## 課題のねらい
下の原文を読み、次の問いに答えよ。
1. 両陛下がJR岐阜羽島駅に到着したのは午後何時ごろか。
2. 13日午前の大会式典行事はどこで行われるか。
3. 今回の来県は両陛下として何度目か。

## 原文
12、13日に関市、岐阜市で開かれる「第30回全国豊かな海づくり大会~ぎふ長良川大会~」(豊かな海づくり大会推進委員会、同大会県実行委員会主催)へのご出席などのため、天皇、皇后両陛下が12日午後、東海道新幹線で羽島市のJR岐阜羽島駅に到着された。
岐阜羽島駅には午後0時10分ごろ到着され、駅ホームで古田肇知事や安田謙三県議会議長、瀧澤裕昭県警本部長らが出迎えた。JR岐阜羽島駅前では、多くの市民らが日の丸の小旗を振って4年ぶりのご来県を歓迎。両陛下は和やかな笑みを浮かべ、手を振って応えられた。車に乗り換えて県庁入りし、古田知事から県勢概要の説明も受けた。
その後は、岐阜市の市立岐阜特別支援学校で授業風景を視察されたり、岐阜グランドホテルで海づくり大会の絵画や習字の作品展をご覧になった後、歓迎レセプションにも出席される予定。
13日午前は関市文化会館で大会式典行事に、午後は同市の長良川河畔で放流・歓迎行事に臨まれる。
両陛下としての来県は、2006(平成18)年5月、下呂市で第57回全国植樹祭を視察されて以来、5度目。
「第30回全国豊かな海づくり大会~ぎふ長良川大会~」は13日、天皇、皇后両陛下がご臨席され、関市内で式典、放流・歓迎行事が盛大に催された。両陛下は大会後、同市役所や美濃市内をご視察した。

## 元データ
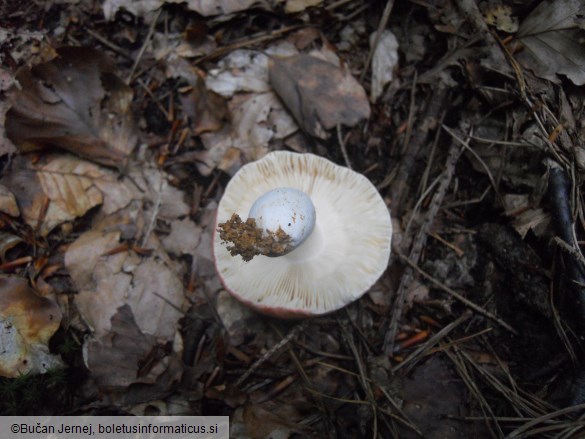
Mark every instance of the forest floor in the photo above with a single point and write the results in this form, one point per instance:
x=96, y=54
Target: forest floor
x=121, y=123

## 解答全文
1. 午後0時10分ごろである。
2. 関市文化会館で行われる。
3. 5度目である。